▶ [WHAT NEEDS TO BE DONE] Print every line of the material below, keeping each word and character unchanged.

▶ [ROWS]
******************************

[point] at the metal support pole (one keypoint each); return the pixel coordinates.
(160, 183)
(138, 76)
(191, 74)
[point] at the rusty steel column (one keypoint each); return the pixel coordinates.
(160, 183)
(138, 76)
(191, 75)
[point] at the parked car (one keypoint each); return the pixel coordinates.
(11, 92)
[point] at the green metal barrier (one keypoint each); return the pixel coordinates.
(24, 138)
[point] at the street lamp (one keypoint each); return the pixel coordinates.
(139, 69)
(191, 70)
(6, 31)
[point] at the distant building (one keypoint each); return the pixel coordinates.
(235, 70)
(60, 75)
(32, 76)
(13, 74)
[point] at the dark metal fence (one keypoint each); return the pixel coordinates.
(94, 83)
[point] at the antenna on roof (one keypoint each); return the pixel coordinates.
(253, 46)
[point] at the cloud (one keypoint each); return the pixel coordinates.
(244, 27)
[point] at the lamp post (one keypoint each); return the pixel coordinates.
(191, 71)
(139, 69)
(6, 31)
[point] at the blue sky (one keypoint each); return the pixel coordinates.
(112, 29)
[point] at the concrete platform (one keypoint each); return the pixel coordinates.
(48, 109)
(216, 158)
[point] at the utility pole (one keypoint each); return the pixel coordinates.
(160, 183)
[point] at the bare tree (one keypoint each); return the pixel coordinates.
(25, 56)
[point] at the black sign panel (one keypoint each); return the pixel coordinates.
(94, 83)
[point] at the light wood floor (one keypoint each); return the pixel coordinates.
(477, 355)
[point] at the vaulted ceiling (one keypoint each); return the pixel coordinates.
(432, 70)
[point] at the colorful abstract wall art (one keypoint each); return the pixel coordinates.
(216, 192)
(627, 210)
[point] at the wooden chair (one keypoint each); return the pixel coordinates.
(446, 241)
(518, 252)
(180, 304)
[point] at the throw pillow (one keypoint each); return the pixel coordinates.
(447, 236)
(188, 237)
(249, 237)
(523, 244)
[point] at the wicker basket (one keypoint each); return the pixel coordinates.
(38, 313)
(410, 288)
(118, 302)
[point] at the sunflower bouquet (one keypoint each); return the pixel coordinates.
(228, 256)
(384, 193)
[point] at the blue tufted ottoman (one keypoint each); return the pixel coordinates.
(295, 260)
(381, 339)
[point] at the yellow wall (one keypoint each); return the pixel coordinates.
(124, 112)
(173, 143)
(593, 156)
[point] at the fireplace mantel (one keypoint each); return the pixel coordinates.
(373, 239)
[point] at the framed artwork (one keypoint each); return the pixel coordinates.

******************************

▶ [THE RESPONSE]
[point] at the metal support pole (one keypoint each); return the pixel coordinates.
(160, 183)
(138, 76)
(191, 74)
[point] at the rusty steel column (one keypoint each); return the pixel coordinates.
(160, 183)
(138, 76)
(191, 75)
[point] at the parked car (one keypoint each); return the pixel coordinates.
(11, 92)
[point] at the green metal barrier (one keypoint each); return the pixel coordinates.
(24, 138)
[point] at the street lamp (one keypoint each); return the pixel coordinates.
(139, 69)
(191, 70)
(6, 31)
[point] at the distant building (one keypoint each); return the pixel coordinates.
(235, 70)
(60, 75)
(32, 76)
(13, 74)
[point] at the dark metal fence (one keypoint each); return the pixel coordinates.
(94, 83)
[point] at the antenna on roof (one keypoint each); return the pixel coordinates.
(253, 46)
[point] at the cloud (one keypoint each); return the pixel coordinates.
(244, 27)
[point] at the lamp post (one keypoint each); return the pixel coordinates.
(191, 71)
(139, 69)
(6, 31)
[point] at the blue sky (one keypoint each); return the pixel coordinates.
(112, 29)
[point] at the concrete platform (one keypoint each); return the pixel coordinates.
(48, 109)
(216, 158)
[point] at the utility pole (one keypoint each); return the pixel coordinates.
(160, 183)
[point] at the bare tree (one keypoint each); return the pixel coordinates.
(25, 56)
[point] at the black sign panel (one keypoint each); return the pixel coordinates.
(94, 83)
[point] at the light wood floor (one keypoint each); return the pixel coordinates.
(477, 355)
[point] at the vaulted ceiling (one keypoint each); return the pixel coordinates.
(432, 70)
[point] at the colorful abstract wall art (one keypoint each); return the pixel coordinates.
(216, 192)
(627, 210)
[point] at the wooden chair (one keypoint each); return the pixel coordinates.
(446, 241)
(518, 252)
(180, 304)
[point] at the throw pillow (one keypoint each); return the pixel coordinates.
(447, 236)
(188, 237)
(249, 237)
(523, 244)
[point] at the wicker basket (one keypoint each); return the pixel coordinates.
(38, 313)
(410, 288)
(118, 302)
[point] at the sunflower bouquet (one keypoint each); return the pixel coordinates.
(228, 256)
(384, 193)
[point] at the blue tufted ottoman (one keypoint each); return the pixel coordinates.
(295, 260)
(381, 339)
[point] at the yellow wall (one keypoint each); return the pixel coordinates.
(124, 112)
(173, 143)
(593, 156)
[point] at the fireplace mantel (one keypoint each); return the pixel coordinates.
(373, 239)
[point] at the framed artwork (one keypoint each); return the pixel coordinates.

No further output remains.